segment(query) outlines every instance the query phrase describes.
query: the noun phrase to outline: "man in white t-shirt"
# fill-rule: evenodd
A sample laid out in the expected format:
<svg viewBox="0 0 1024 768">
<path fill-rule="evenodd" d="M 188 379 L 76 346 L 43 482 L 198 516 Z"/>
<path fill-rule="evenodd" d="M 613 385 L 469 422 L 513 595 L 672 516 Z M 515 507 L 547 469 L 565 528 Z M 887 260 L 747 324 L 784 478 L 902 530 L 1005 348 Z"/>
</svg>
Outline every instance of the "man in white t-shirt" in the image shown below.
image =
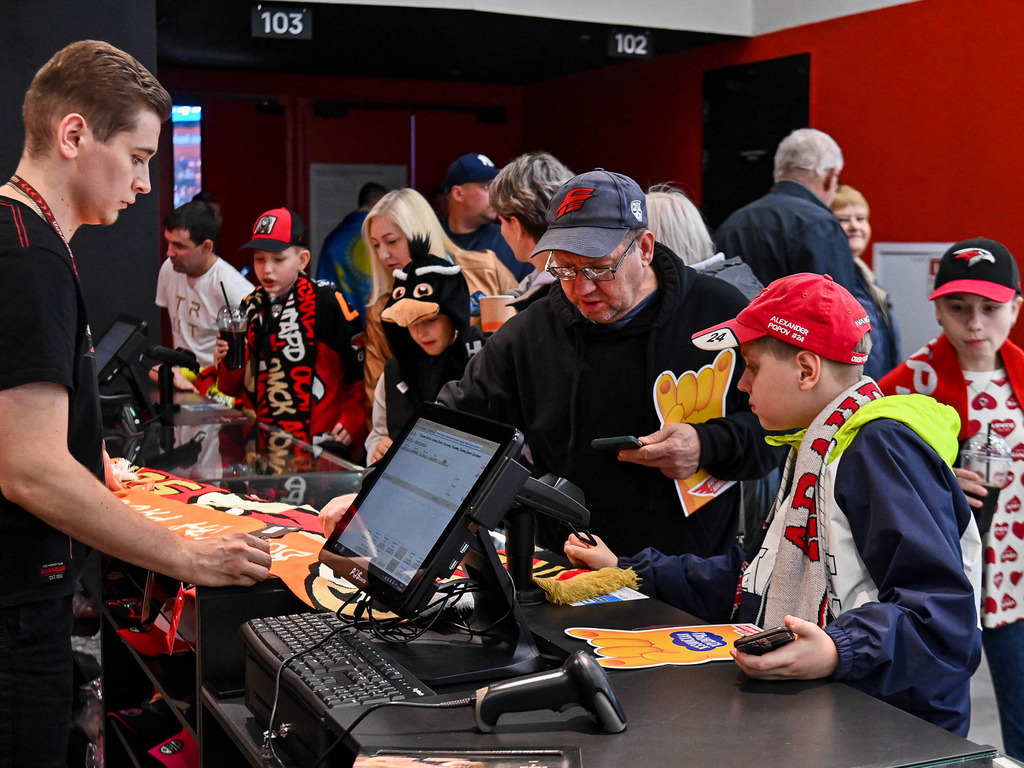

— GOAL —
Please copy the listing above word for word, leaving out the pictures.

— WORKED ANSWER —
segment(query) outlines every instance the query phrase describes.
query: the noun phrase to outline: "man in white t-shirt"
# fill-rule: evenodd
A sample laid out in the expected format:
<svg viewBox="0 0 1024 768">
<path fill-rule="evenodd" d="M 188 379 L 76 346 L 43 482 L 198 516 Z"/>
<path fill-rule="evenodd" d="M 613 385 L 469 422 L 513 595 L 672 516 Z M 515 507 L 547 469 L 565 528 Z M 887 260 L 747 324 L 784 478 L 902 530 L 1005 348 Z"/>
</svg>
Outline every instance of the "man in white t-shirt" in the image shown below.
image =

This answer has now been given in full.